▸ Required work:
Copy every line from the records below that carries the word "woman".

▸ Dataset extract:
━━━
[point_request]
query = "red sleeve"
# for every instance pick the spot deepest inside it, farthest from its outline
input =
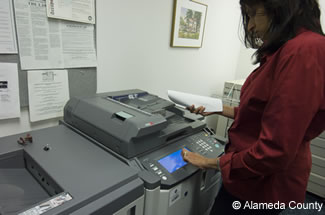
(235, 111)
(296, 96)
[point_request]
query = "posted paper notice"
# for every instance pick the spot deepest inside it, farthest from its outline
(48, 92)
(9, 91)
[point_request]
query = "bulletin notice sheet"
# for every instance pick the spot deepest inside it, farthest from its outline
(51, 43)
(7, 28)
(48, 92)
(9, 91)
(74, 10)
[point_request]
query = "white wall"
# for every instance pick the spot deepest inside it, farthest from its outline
(22, 124)
(133, 52)
(133, 49)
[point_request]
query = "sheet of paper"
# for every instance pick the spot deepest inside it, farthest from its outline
(9, 91)
(74, 10)
(186, 99)
(50, 43)
(78, 45)
(48, 92)
(7, 28)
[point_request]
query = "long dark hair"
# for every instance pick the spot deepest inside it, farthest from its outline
(287, 17)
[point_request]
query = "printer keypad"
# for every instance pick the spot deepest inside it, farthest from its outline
(203, 147)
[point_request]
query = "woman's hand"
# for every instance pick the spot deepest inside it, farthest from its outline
(199, 161)
(199, 110)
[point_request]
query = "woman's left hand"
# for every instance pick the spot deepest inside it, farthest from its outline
(199, 161)
(194, 159)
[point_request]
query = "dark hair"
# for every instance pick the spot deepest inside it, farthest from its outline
(287, 17)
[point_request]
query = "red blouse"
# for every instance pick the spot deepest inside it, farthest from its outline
(282, 108)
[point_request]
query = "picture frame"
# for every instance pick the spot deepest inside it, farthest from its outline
(188, 24)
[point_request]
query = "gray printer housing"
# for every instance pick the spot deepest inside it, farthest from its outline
(61, 161)
(130, 122)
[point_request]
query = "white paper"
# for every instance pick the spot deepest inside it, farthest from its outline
(78, 45)
(7, 28)
(186, 99)
(48, 92)
(49, 43)
(74, 10)
(9, 91)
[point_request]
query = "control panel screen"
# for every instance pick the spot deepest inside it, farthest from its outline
(173, 161)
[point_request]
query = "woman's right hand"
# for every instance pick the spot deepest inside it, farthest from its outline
(199, 110)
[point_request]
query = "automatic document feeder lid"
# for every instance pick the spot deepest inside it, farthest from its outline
(130, 122)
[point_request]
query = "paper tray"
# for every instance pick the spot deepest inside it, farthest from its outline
(19, 190)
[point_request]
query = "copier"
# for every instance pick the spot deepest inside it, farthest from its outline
(147, 133)
(57, 171)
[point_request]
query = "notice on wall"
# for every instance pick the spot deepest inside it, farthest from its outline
(48, 92)
(7, 28)
(9, 91)
(74, 10)
(49, 43)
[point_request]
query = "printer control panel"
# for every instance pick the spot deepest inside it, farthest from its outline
(168, 164)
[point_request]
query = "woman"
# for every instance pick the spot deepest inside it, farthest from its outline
(282, 108)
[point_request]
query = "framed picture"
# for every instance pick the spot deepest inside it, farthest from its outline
(188, 24)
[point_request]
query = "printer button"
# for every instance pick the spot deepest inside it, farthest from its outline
(159, 172)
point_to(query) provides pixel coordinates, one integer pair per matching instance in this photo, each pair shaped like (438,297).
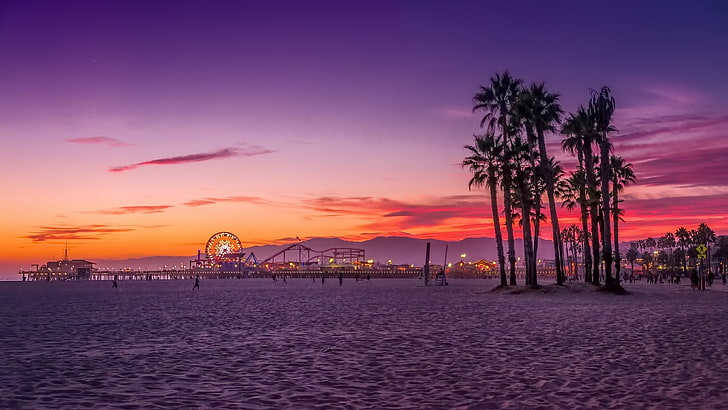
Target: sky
(141,128)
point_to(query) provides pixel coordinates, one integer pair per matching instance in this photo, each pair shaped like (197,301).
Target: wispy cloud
(455,112)
(98,140)
(200,157)
(239,198)
(141,209)
(386,214)
(83,232)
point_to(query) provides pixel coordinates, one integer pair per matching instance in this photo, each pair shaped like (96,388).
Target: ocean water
(385,344)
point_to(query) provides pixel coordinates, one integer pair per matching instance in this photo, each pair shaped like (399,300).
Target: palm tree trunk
(496,227)
(607,229)
(508,208)
(586,250)
(617,256)
(555,230)
(593,209)
(528,240)
(536,234)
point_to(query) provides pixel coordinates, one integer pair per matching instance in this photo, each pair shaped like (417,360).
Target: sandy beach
(385,344)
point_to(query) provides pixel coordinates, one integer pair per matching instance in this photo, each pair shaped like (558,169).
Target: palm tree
(667,241)
(522,179)
(622,175)
(498,101)
(542,113)
(632,256)
(484,163)
(601,107)
(684,239)
(580,126)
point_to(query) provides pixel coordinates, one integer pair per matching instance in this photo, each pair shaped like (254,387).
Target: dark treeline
(509,159)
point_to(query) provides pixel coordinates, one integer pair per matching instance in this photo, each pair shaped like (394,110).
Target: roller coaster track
(304,254)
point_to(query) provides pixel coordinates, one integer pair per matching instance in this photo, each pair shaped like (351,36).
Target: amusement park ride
(224,251)
(224,258)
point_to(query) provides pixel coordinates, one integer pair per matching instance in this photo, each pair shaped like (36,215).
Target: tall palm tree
(667,241)
(580,127)
(622,175)
(484,163)
(684,240)
(542,113)
(601,107)
(497,101)
(632,256)
(523,195)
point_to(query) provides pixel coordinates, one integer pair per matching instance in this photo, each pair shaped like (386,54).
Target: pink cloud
(142,209)
(207,156)
(98,140)
(84,232)
(239,198)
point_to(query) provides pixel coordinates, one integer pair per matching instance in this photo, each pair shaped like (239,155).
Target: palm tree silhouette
(601,107)
(541,113)
(484,163)
(498,100)
(622,175)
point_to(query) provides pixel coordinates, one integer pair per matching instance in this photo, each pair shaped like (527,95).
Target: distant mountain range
(400,250)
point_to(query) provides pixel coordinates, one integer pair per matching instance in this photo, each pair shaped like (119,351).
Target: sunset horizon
(145,133)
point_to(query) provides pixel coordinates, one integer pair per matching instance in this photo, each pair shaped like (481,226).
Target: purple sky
(306,108)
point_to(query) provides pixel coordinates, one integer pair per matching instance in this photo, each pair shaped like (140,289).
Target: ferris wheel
(222,245)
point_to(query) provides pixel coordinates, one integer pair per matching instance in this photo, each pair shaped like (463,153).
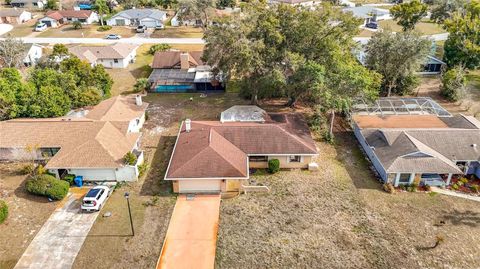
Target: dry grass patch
(340,218)
(181,31)
(27,214)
━━━
▸ The completed task:
query = "woman's hand"
query = "woman's left hand"
query = "woman's right hand"
query = "woman"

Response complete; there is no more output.